● What you need to do: Write all of the lines below out again, exactly as they stand.

● Exercise materials:
--------------------------------------------------
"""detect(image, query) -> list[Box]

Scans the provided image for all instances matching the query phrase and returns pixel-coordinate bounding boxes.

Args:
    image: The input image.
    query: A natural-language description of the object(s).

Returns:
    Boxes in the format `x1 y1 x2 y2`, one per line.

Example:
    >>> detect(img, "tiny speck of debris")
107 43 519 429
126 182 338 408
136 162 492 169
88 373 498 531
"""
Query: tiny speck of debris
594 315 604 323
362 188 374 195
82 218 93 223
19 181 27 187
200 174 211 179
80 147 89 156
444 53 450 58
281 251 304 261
--------------------------------------------------
● Written answer:
"""detect(image, query) -> list[Box]

Scans the provided image for all instances matching the query phrase and returns pixel-coordinate bounding boxes.

Args:
    image: The input image.
    query: A natural-language description of the object(s).

Returns:
    Boxes in the format `x1 y1 x2 y2`, one per line.

Example:
    >>> detect(img, "tiny speck of debris")
107 43 519 429
126 182 338 408
136 162 492 169
88 373 498 531
"""
Query: tiny speck of debris
594 315 604 323
362 188 374 195
82 218 93 223
19 181 27 187
200 174 211 179
80 147 89 156
444 53 450 58
281 251 304 261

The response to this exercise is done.